YOUR TASK – Filter the listing below, keeping only the lines with the word "building".

# # # # #

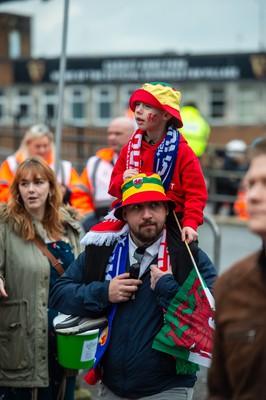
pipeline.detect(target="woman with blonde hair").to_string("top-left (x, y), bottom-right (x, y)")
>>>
top-left (15, 123), bottom-right (55, 161)
top-left (0, 156), bottom-right (82, 400)
top-left (0, 123), bottom-right (94, 221)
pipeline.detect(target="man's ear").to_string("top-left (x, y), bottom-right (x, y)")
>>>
top-left (122, 208), bottom-right (127, 222)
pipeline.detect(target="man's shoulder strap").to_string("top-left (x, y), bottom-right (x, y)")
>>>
top-left (166, 213), bottom-right (199, 285)
top-left (84, 242), bottom-right (115, 283)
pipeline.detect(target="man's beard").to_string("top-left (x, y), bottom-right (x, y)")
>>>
top-left (130, 222), bottom-right (164, 246)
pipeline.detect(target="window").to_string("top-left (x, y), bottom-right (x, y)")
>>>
top-left (66, 86), bottom-right (88, 125)
top-left (91, 86), bottom-right (116, 127)
top-left (41, 88), bottom-right (58, 124)
top-left (13, 88), bottom-right (34, 125)
top-left (179, 87), bottom-right (198, 106)
top-left (209, 87), bottom-right (226, 119)
top-left (236, 87), bottom-right (257, 124)
top-left (119, 85), bottom-right (138, 115)
top-left (8, 30), bottom-right (21, 59)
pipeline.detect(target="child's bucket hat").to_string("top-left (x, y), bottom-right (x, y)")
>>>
top-left (129, 82), bottom-right (183, 128)
top-left (114, 172), bottom-right (176, 220)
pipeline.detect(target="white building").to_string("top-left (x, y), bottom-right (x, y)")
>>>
top-left (0, 12), bottom-right (266, 148)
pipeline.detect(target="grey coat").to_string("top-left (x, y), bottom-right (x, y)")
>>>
top-left (0, 205), bottom-right (82, 388)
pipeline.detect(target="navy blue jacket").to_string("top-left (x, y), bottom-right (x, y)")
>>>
top-left (50, 241), bottom-right (217, 398)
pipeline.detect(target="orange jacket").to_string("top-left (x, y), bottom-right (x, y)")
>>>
top-left (0, 154), bottom-right (94, 216)
top-left (80, 148), bottom-right (115, 188)
top-left (0, 158), bottom-right (14, 203)
top-left (233, 188), bottom-right (248, 220)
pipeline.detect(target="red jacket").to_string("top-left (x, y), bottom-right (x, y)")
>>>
top-left (109, 132), bottom-right (207, 231)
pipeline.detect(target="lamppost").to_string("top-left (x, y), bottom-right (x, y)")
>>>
top-left (258, 0), bottom-right (265, 51)
top-left (55, 0), bottom-right (70, 175)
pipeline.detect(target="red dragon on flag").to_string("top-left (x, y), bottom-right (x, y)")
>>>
top-left (152, 268), bottom-right (215, 372)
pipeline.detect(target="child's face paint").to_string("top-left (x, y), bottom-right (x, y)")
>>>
top-left (147, 112), bottom-right (159, 123)
top-left (134, 102), bottom-right (169, 135)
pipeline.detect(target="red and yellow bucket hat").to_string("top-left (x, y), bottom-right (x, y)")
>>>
top-left (129, 82), bottom-right (183, 128)
top-left (114, 172), bottom-right (176, 220)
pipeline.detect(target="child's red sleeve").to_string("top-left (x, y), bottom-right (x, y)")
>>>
top-left (108, 146), bottom-right (127, 200)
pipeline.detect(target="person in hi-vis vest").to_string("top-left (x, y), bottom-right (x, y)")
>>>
top-left (0, 123), bottom-right (94, 223)
top-left (179, 103), bottom-right (211, 158)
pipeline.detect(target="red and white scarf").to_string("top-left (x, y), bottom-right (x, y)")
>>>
top-left (126, 129), bottom-right (143, 170)
top-left (81, 126), bottom-right (179, 247)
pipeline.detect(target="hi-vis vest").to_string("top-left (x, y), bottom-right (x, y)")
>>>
top-left (85, 154), bottom-right (116, 210)
top-left (6, 155), bottom-right (72, 186)
top-left (179, 106), bottom-right (211, 157)
top-left (234, 188), bottom-right (248, 220)
top-left (0, 154), bottom-right (94, 215)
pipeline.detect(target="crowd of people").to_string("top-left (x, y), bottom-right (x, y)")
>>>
top-left (0, 80), bottom-right (265, 400)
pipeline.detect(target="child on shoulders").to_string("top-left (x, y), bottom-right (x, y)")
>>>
top-left (108, 82), bottom-right (208, 244)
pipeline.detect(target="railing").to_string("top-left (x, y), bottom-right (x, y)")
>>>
top-left (204, 168), bottom-right (247, 211)
top-left (203, 212), bottom-right (221, 270)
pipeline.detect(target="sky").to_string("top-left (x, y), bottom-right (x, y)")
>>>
top-left (0, 0), bottom-right (265, 58)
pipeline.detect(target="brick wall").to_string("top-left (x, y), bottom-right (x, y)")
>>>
top-left (209, 124), bottom-right (266, 147)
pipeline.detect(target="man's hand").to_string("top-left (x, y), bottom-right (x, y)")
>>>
top-left (108, 273), bottom-right (142, 303)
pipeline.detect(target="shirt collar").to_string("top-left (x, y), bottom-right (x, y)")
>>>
top-left (128, 233), bottom-right (162, 261)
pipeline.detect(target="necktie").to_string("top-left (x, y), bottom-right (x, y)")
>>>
top-left (134, 247), bottom-right (146, 262)
top-left (129, 247), bottom-right (146, 299)
top-left (129, 247), bottom-right (145, 278)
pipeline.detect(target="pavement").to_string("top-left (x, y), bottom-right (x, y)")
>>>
top-left (76, 215), bottom-right (262, 399)
top-left (198, 214), bottom-right (261, 274)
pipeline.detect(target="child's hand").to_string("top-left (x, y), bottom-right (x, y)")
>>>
top-left (181, 226), bottom-right (198, 244)
top-left (150, 264), bottom-right (172, 290)
top-left (123, 169), bottom-right (139, 182)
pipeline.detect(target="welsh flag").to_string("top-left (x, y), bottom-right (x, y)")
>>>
top-left (152, 267), bottom-right (215, 373)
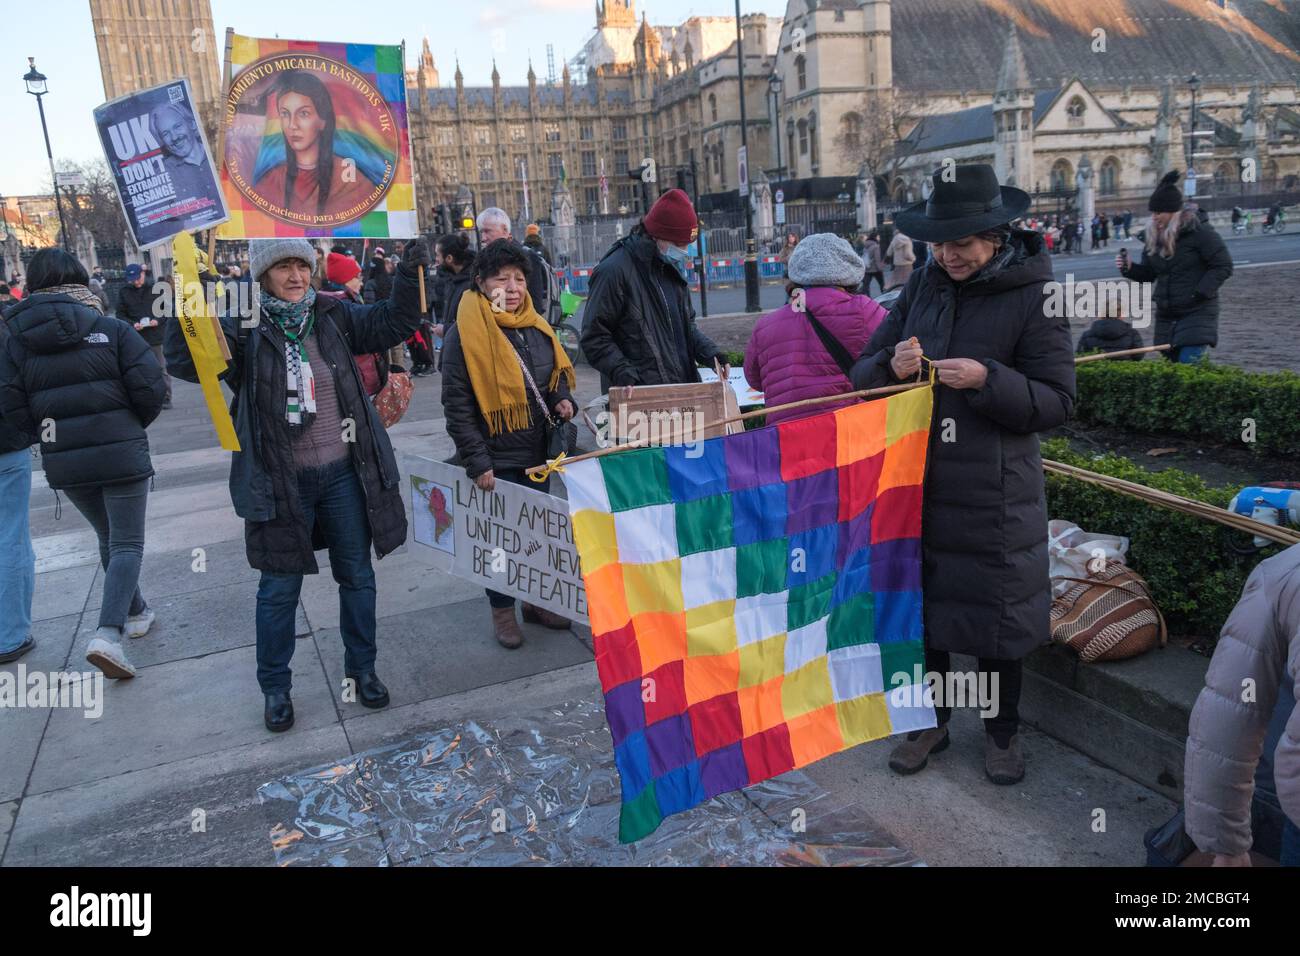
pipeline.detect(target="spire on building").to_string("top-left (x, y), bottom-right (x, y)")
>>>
top-left (996, 23), bottom-right (1031, 96)
top-left (454, 58), bottom-right (463, 89)
top-left (491, 59), bottom-right (500, 86)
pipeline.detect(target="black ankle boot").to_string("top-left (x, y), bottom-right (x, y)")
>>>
top-left (348, 671), bottom-right (390, 709)
top-left (264, 691), bottom-right (294, 732)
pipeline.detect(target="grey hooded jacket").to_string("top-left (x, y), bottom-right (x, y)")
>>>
top-left (1184, 545), bottom-right (1300, 856)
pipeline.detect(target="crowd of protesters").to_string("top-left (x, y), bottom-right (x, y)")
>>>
top-left (2, 160), bottom-right (1288, 866)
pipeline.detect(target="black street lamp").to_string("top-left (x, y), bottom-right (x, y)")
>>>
top-left (768, 73), bottom-right (784, 181)
top-left (734, 1), bottom-right (760, 313)
top-left (1186, 73), bottom-right (1200, 174)
top-left (24, 57), bottom-right (70, 252)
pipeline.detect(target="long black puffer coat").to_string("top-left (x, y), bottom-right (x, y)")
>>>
top-left (164, 266), bottom-right (423, 574)
top-left (851, 230), bottom-right (1076, 661)
top-left (1122, 212), bottom-right (1232, 350)
top-left (0, 318), bottom-right (35, 454)
top-left (580, 230), bottom-right (724, 391)
top-left (440, 292), bottom-right (573, 480)
top-left (0, 291), bottom-right (165, 490)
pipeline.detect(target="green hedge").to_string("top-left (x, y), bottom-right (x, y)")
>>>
top-left (1041, 437), bottom-right (1275, 640)
top-left (1074, 360), bottom-right (1300, 458)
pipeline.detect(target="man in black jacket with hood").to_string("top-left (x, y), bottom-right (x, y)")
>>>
top-left (116, 262), bottom-right (172, 407)
top-left (581, 188), bottom-right (726, 391)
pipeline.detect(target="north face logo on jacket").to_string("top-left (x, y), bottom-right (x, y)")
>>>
top-left (84, 332), bottom-right (109, 344)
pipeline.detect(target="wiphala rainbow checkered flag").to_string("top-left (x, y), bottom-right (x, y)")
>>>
top-left (564, 386), bottom-right (938, 842)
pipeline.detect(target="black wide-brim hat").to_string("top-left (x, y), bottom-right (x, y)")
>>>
top-left (894, 163), bottom-right (1032, 244)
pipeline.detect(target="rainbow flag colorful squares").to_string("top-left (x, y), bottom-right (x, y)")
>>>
top-left (217, 34), bottom-right (417, 239)
top-left (564, 386), bottom-right (938, 841)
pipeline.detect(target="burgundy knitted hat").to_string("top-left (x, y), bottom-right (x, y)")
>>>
top-left (642, 189), bottom-right (698, 245)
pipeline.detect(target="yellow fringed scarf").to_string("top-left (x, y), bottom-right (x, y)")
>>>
top-left (457, 290), bottom-right (577, 437)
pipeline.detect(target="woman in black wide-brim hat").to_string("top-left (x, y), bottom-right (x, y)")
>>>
top-left (851, 163), bottom-right (1076, 786)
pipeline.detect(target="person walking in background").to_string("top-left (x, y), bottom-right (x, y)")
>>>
top-left (477, 208), bottom-right (550, 317)
top-left (1075, 299), bottom-right (1145, 358)
top-left (440, 240), bottom-right (577, 648)
top-left (885, 227), bottom-right (916, 291)
top-left (165, 238), bottom-right (429, 732)
top-left (745, 234), bottom-right (886, 426)
top-left (116, 262), bottom-right (171, 409)
top-left (363, 248), bottom-right (393, 304)
top-left (523, 223), bottom-right (553, 267)
top-left (581, 188), bottom-right (727, 391)
top-left (1184, 544), bottom-right (1300, 867)
top-left (860, 229), bottom-right (885, 296)
top-left (0, 248), bottom-right (167, 679)
top-left (852, 164), bottom-right (1075, 786)
top-left (433, 233), bottom-right (477, 342)
top-left (88, 267), bottom-right (109, 311)
top-left (1118, 171), bottom-right (1233, 363)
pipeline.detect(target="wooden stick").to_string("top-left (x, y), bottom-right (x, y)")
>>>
top-left (417, 266), bottom-right (427, 315)
top-left (1043, 459), bottom-right (1300, 546)
top-left (1075, 344), bottom-right (1171, 363)
top-left (207, 27), bottom-right (234, 267)
top-left (525, 380), bottom-right (930, 475)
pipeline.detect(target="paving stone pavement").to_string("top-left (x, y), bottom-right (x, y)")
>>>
top-left (0, 345), bottom-right (1177, 867)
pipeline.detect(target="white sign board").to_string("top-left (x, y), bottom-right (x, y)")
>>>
top-left (737, 146), bottom-right (749, 198)
top-left (775, 188), bottom-right (785, 203)
top-left (56, 172), bottom-right (86, 188)
top-left (406, 455), bottom-right (588, 623)
top-left (698, 366), bottom-right (765, 408)
top-left (775, 202), bottom-right (786, 225)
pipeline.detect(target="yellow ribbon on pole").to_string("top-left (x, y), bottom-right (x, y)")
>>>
top-left (172, 232), bottom-right (240, 451)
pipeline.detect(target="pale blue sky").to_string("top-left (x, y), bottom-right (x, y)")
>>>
top-left (4, 0), bottom-right (787, 196)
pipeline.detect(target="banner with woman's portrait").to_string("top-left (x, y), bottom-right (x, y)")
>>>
top-left (217, 35), bottom-right (418, 239)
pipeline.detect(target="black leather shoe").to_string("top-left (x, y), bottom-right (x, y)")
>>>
top-left (264, 691), bottom-right (294, 732)
top-left (349, 671), bottom-right (390, 709)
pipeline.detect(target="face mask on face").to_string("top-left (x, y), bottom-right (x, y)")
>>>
top-left (661, 244), bottom-right (690, 278)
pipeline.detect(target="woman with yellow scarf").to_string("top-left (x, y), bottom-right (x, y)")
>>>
top-left (441, 240), bottom-right (577, 649)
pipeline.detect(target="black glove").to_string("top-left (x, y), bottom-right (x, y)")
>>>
top-left (401, 239), bottom-right (431, 272)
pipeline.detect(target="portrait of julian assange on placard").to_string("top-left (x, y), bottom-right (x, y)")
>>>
top-left (94, 78), bottom-right (228, 249)
top-left (224, 57), bottom-right (400, 229)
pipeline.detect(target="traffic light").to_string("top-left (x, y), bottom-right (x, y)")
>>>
top-left (460, 215), bottom-right (475, 230)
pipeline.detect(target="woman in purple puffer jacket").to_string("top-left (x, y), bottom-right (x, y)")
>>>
top-left (744, 233), bottom-right (887, 425)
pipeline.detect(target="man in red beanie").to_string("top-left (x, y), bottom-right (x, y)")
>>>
top-left (581, 188), bottom-right (726, 391)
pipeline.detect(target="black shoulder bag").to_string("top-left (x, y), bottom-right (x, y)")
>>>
top-left (803, 309), bottom-right (856, 381)
top-left (512, 338), bottom-right (578, 460)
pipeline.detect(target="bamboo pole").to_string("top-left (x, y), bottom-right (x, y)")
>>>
top-left (525, 380), bottom-right (930, 475)
top-left (204, 27), bottom-right (236, 363)
top-left (1075, 344), bottom-right (1171, 363)
top-left (1043, 458), bottom-right (1300, 546)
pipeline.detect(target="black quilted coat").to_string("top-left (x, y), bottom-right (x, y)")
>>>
top-left (851, 230), bottom-right (1076, 660)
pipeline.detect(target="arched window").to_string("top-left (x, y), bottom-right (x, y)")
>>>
top-left (841, 112), bottom-right (863, 152)
top-left (795, 55), bottom-right (806, 92)
top-left (709, 94), bottom-right (717, 123)
top-left (1066, 95), bottom-right (1086, 127)
top-left (1099, 157), bottom-right (1120, 195)
top-left (797, 118), bottom-right (809, 156)
top-left (808, 112), bottom-right (818, 167)
top-left (1214, 163), bottom-right (1233, 190)
top-left (1050, 158), bottom-right (1074, 192)
top-left (891, 178), bottom-right (908, 201)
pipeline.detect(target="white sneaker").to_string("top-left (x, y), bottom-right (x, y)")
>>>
top-left (124, 606), bottom-right (156, 639)
top-left (86, 629), bottom-right (137, 679)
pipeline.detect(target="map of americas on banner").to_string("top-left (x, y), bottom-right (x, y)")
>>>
top-left (218, 35), bottom-right (417, 239)
top-left (564, 387), bottom-right (939, 841)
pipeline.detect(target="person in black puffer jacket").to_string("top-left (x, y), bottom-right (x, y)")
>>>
top-left (580, 189), bottom-right (727, 391)
top-left (440, 240), bottom-right (577, 649)
top-left (851, 164), bottom-right (1075, 787)
top-left (0, 248), bottom-right (166, 681)
top-left (1118, 171), bottom-right (1233, 363)
top-left (1076, 310), bottom-right (1145, 359)
top-left (165, 237), bottom-right (427, 733)
top-left (116, 262), bottom-right (172, 407)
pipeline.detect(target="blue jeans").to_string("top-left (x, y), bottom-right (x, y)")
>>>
top-left (1172, 345), bottom-right (1210, 363)
top-left (0, 449), bottom-right (35, 653)
top-left (1256, 678), bottom-right (1299, 866)
top-left (255, 459), bottom-right (377, 694)
top-left (62, 479), bottom-right (150, 630)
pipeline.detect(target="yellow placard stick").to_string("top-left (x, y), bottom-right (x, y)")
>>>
top-left (173, 232), bottom-right (240, 451)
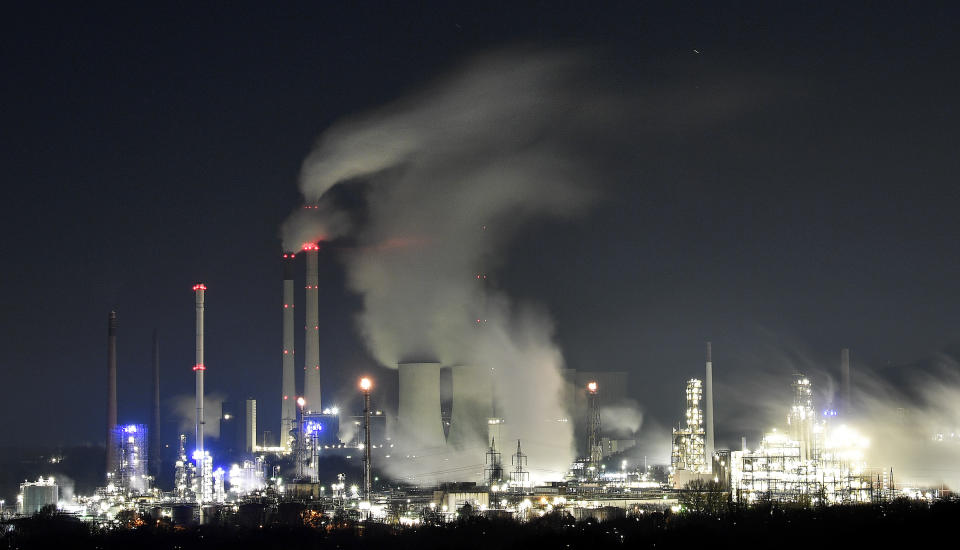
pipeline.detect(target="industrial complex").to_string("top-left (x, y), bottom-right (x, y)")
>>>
top-left (4, 244), bottom-right (953, 527)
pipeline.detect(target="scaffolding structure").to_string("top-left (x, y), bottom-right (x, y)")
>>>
top-left (586, 382), bottom-right (603, 479)
top-left (671, 379), bottom-right (707, 473)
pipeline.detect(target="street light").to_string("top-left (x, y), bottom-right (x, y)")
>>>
top-left (360, 377), bottom-right (373, 502)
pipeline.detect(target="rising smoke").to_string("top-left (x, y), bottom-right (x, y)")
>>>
top-left (169, 392), bottom-right (225, 439)
top-left (283, 50), bottom-right (620, 481)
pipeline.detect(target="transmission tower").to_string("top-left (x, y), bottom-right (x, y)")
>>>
top-left (484, 437), bottom-right (504, 485)
top-left (511, 439), bottom-right (529, 488)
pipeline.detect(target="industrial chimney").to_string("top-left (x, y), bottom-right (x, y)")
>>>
top-left (704, 341), bottom-right (715, 472)
top-left (149, 329), bottom-right (161, 480)
top-left (841, 348), bottom-right (851, 415)
top-left (398, 362), bottom-right (446, 449)
top-left (193, 284), bottom-right (206, 456)
top-left (281, 251), bottom-right (297, 449)
top-left (106, 311), bottom-right (118, 480)
top-left (303, 243), bottom-right (322, 411)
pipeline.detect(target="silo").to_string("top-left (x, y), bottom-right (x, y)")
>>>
top-left (397, 362), bottom-right (445, 449)
top-left (447, 365), bottom-right (493, 449)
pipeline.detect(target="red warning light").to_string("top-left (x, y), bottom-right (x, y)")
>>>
top-left (192, 284), bottom-right (207, 291)
top-left (302, 242), bottom-right (319, 251)
top-left (193, 364), bottom-right (206, 371)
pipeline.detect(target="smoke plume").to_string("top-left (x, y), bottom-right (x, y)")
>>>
top-left (169, 392), bottom-right (225, 440)
top-left (284, 50), bottom-right (623, 481)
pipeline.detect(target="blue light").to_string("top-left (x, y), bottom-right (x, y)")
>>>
top-left (305, 421), bottom-right (323, 435)
top-left (124, 425), bottom-right (138, 433)
top-left (823, 409), bottom-right (838, 417)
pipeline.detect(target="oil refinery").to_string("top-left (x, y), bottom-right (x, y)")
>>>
top-left (5, 251), bottom-right (953, 529)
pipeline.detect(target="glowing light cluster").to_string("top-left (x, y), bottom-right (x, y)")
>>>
top-left (192, 284), bottom-right (207, 291)
top-left (302, 242), bottom-right (319, 251)
top-left (192, 364), bottom-right (206, 371)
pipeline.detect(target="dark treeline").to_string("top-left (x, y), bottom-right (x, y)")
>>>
top-left (4, 499), bottom-right (958, 549)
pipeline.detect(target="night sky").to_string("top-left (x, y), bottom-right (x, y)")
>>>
top-left (2, 3), bottom-right (959, 451)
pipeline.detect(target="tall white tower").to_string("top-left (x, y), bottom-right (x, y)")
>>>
top-left (281, 251), bottom-right (297, 448)
top-left (704, 341), bottom-right (715, 472)
top-left (303, 243), bottom-right (322, 411)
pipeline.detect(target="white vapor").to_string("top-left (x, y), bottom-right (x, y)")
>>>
top-left (284, 50), bottom-right (614, 481)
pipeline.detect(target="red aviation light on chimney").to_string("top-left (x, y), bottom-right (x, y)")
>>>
top-left (193, 364), bottom-right (206, 371)
top-left (302, 242), bottom-right (320, 251)
top-left (192, 284), bottom-right (207, 291)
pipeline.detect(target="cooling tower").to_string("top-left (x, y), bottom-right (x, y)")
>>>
top-left (397, 362), bottom-right (446, 449)
top-left (280, 251), bottom-right (296, 448)
top-left (447, 365), bottom-right (494, 449)
top-left (106, 311), bottom-right (118, 479)
top-left (303, 243), bottom-right (322, 411)
top-left (704, 341), bottom-right (715, 471)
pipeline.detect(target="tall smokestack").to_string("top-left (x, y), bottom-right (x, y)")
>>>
top-left (303, 243), bottom-right (322, 411)
top-left (704, 341), bottom-right (715, 471)
top-left (841, 348), bottom-right (851, 415)
top-left (281, 252), bottom-right (297, 449)
top-left (149, 329), bottom-right (161, 480)
top-left (106, 311), bottom-right (118, 480)
top-left (193, 284), bottom-right (206, 455)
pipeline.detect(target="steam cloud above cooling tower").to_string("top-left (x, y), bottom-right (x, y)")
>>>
top-left (282, 50), bottom-right (624, 478)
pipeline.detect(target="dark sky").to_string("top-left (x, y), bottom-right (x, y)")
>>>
top-left (2, 3), bottom-right (959, 450)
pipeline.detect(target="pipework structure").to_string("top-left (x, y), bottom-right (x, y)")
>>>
top-left (787, 373), bottom-right (816, 462)
top-left (303, 243), bottom-right (322, 412)
top-left (281, 251), bottom-right (297, 449)
top-left (671, 379), bottom-right (706, 473)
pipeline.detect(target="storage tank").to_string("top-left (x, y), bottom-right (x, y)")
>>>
top-left (397, 362), bottom-right (446, 449)
top-left (19, 478), bottom-right (58, 515)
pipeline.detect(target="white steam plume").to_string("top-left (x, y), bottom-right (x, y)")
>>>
top-left (284, 51), bottom-right (617, 481)
top-left (169, 392), bottom-right (225, 439)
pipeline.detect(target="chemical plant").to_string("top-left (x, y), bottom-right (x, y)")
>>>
top-left (5, 244), bottom-right (954, 528)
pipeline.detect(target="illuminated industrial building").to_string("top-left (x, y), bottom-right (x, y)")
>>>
top-left (112, 424), bottom-right (149, 494)
top-left (671, 379), bottom-right (707, 474)
top-left (729, 374), bottom-right (885, 504)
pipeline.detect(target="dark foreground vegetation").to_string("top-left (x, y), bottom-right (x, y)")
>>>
top-left (3, 499), bottom-right (958, 550)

# # # # #

TASK ANSWER –
pipeline.detect(target="white building").to_string("top-left (x, y), bottom-right (x, y)")
pipeline.detect(target="spire on building").to_string("top-left (x, y), bottom-right (x, y)")
pipeline.detect(target="illuminated industrial building").to_string("top-left (x, y), bottom-right (x, y)")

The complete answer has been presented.